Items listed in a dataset
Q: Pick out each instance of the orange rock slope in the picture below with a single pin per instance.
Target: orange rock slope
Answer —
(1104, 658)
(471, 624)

Direction »
Reproduce every line of the records above word for word, without omitting or altering anything.

Result for this task »
Q: Pick out each instance of the orange rock slope in the picture below with a single pin per instance.
Target: orange rock slope
Answer —
(1104, 658)
(471, 624)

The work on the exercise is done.